▶ QUOTED PASSAGE:
%%

Its a bit of a pain now, but it needs to be done in order for it work with links on here AND (when bibtex link is clicked) come out with a bibtex that can be used straight away. At some point name reversing should be implemented by for now, as long as tags are put in correctly, this should work properly.

Tables

Tables are relatively easy to create. Here is a decent help page:-

http://www.mediawiki.org/wiki/Help:Tables

But if don't want to read all that, here is a simple code that you can copy/paste/extend as you wish:-

{| width="100%" class="wikitable sortable"

%%

▶ WHAT THE TASK ASKS:
Copy the wiki editing notes on bibtex and tables in full, word for word.

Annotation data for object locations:
%%

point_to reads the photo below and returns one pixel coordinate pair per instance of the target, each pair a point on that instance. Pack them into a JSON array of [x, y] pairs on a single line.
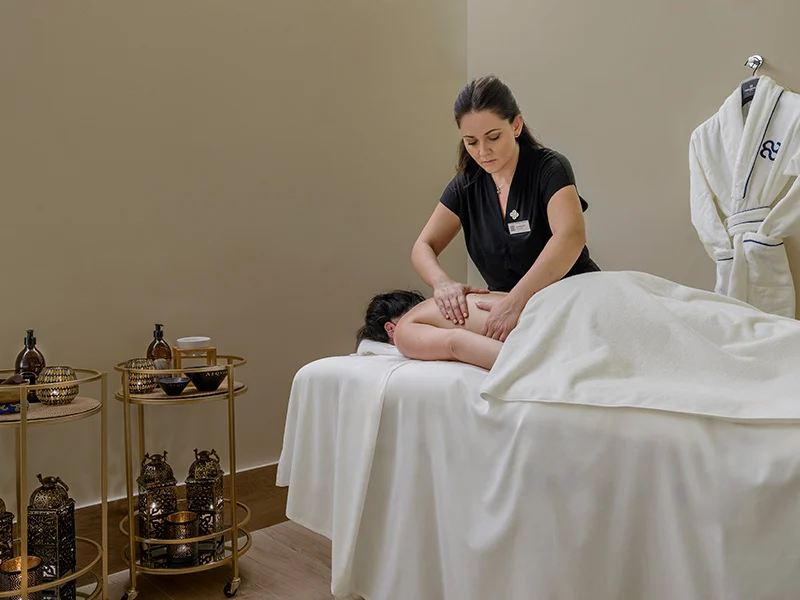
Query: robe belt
[[746, 221]]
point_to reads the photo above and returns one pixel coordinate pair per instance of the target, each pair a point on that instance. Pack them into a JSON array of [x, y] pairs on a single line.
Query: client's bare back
[[428, 313], [423, 333]]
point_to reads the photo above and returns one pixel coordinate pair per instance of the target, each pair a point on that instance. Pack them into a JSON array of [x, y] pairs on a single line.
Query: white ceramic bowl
[[193, 342]]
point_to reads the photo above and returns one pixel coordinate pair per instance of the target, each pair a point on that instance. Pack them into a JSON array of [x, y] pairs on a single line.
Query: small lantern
[[51, 533], [6, 533], [158, 498], [182, 525], [11, 576], [204, 496]]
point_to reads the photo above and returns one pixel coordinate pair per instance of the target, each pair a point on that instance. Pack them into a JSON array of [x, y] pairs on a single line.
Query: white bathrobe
[[745, 194]]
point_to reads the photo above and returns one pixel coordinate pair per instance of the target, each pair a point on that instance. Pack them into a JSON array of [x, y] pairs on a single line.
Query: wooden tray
[[9, 394]]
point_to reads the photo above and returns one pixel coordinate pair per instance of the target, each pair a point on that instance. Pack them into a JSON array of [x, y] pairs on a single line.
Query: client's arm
[[424, 334]]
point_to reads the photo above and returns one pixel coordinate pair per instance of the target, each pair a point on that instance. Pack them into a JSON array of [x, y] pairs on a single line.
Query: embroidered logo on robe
[[770, 150]]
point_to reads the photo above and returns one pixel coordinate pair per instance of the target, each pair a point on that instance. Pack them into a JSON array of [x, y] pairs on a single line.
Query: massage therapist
[[518, 204]]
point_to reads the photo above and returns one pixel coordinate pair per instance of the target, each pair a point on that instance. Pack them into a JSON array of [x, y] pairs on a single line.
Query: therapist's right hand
[[451, 298]]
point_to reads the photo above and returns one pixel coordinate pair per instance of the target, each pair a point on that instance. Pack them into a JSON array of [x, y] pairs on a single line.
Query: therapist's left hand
[[503, 317]]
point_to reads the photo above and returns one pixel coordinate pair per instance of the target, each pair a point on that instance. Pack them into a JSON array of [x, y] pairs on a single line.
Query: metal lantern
[[51, 534], [6, 533], [11, 577], [204, 496], [158, 498]]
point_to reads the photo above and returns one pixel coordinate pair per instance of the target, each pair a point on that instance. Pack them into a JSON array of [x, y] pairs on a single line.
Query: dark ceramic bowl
[[206, 381], [173, 386]]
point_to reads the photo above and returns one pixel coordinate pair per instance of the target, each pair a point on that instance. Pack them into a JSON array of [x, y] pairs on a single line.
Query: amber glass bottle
[[159, 350], [30, 362]]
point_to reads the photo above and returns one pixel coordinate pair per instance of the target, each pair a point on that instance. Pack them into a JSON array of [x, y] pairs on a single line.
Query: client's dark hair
[[382, 309]]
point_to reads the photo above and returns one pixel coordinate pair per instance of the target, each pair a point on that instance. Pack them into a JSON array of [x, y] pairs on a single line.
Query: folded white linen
[[637, 340], [312, 450]]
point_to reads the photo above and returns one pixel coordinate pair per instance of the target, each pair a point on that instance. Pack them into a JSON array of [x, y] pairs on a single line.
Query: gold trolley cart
[[35, 415], [228, 390]]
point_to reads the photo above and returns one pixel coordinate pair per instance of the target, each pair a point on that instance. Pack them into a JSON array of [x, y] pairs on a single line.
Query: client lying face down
[[419, 331]]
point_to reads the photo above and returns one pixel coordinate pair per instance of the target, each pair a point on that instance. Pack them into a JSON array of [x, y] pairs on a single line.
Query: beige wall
[[618, 87], [250, 170]]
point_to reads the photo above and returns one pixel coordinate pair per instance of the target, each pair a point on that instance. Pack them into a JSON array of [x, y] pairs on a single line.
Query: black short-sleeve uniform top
[[503, 257]]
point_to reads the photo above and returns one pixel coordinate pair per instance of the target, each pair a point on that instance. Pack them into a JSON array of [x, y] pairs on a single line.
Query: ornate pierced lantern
[[51, 534], [158, 498], [204, 496], [6, 533]]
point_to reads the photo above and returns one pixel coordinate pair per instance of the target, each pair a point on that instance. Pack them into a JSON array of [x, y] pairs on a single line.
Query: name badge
[[519, 227]]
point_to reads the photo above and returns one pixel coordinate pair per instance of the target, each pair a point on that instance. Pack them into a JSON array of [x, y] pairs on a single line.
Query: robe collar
[[743, 138]]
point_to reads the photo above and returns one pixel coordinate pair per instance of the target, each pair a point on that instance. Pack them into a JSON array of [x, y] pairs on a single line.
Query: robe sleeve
[[784, 218], [705, 214]]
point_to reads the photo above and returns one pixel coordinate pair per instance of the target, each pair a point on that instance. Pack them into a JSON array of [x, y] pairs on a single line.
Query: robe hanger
[[749, 85]]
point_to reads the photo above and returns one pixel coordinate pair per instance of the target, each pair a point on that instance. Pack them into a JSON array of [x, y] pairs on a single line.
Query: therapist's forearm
[[427, 265], [555, 261]]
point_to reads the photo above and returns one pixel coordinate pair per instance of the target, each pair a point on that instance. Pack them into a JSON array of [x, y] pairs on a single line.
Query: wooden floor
[[286, 562]]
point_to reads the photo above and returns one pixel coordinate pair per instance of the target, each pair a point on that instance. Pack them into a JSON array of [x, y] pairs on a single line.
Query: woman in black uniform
[[519, 207]]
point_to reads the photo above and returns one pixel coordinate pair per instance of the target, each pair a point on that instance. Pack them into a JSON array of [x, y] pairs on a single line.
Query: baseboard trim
[[254, 487]]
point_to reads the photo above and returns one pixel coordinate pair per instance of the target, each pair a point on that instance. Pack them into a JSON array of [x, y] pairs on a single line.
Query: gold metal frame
[[21, 430], [236, 547]]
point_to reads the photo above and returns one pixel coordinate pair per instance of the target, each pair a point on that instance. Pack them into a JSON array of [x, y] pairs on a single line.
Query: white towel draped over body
[[635, 340], [745, 195]]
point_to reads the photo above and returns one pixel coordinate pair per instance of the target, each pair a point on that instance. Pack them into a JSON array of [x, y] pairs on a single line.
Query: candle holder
[[6, 533], [11, 576], [182, 525], [141, 383], [204, 496], [57, 395], [51, 535], [158, 498]]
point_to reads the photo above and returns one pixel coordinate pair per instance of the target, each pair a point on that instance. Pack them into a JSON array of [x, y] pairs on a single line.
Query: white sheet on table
[[633, 339], [331, 427], [469, 500]]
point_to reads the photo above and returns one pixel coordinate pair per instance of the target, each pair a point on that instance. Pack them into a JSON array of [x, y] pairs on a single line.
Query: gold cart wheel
[[232, 587]]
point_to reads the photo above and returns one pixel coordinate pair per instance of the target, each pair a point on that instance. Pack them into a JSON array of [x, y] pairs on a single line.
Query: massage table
[[442, 481]]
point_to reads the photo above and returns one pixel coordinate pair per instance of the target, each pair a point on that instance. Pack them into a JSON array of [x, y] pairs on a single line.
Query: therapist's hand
[[503, 317], [451, 298]]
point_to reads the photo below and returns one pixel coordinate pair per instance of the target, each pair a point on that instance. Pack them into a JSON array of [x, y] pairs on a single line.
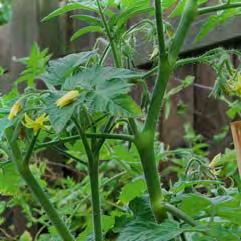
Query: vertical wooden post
[[236, 132]]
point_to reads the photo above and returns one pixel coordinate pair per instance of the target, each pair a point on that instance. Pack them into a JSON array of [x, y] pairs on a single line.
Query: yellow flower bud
[[16, 108], [36, 124], [67, 98]]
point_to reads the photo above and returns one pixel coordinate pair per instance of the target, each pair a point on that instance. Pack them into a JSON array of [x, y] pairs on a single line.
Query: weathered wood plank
[[229, 31]]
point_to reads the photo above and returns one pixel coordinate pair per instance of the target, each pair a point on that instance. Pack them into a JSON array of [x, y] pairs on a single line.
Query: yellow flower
[[36, 124], [67, 98], [237, 87], [16, 108]]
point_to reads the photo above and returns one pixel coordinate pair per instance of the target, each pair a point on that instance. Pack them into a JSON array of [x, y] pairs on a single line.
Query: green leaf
[[85, 30], [59, 117], [106, 90], [26, 236], [180, 7], [10, 180], [143, 230], [88, 19], [132, 190], [180, 186], [1, 71], [35, 65], [70, 7], [195, 204], [98, 76], [58, 70], [141, 208]]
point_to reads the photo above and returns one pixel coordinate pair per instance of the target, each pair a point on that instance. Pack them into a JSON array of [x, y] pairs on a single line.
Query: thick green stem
[[95, 198], [45, 203], [164, 73], [109, 35], [145, 140], [25, 173], [219, 7], [93, 168], [146, 152]]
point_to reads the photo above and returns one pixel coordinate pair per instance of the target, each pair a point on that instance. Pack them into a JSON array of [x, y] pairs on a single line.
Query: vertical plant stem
[[110, 37], [145, 140], [40, 195], [95, 197], [152, 180], [45, 203], [93, 168]]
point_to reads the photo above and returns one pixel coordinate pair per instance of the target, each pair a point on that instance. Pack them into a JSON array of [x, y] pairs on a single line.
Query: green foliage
[[10, 180], [5, 11], [35, 65], [89, 104]]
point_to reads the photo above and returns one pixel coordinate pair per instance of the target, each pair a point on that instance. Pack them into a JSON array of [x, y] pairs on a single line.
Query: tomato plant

%%

▶ WORKED ANSWER:
Its a bit of a pain now, but it needs to be done in order for it work with links on here AND (when bibtex link is clicked) come out with a bibtex that can be used straight away. At some point name reversing should be implemented by for now, as long as tags are put in correctly, this should work properly.

Tables

Tables are relatively easy to create. Here is a decent help page:-

http://www.mediawiki.org/wiki/Help:Tables

But if don't want to read all that, here is a simple code that you can copy/paste/extend as you wish:-

{| width="100%" class="wikitable sortable"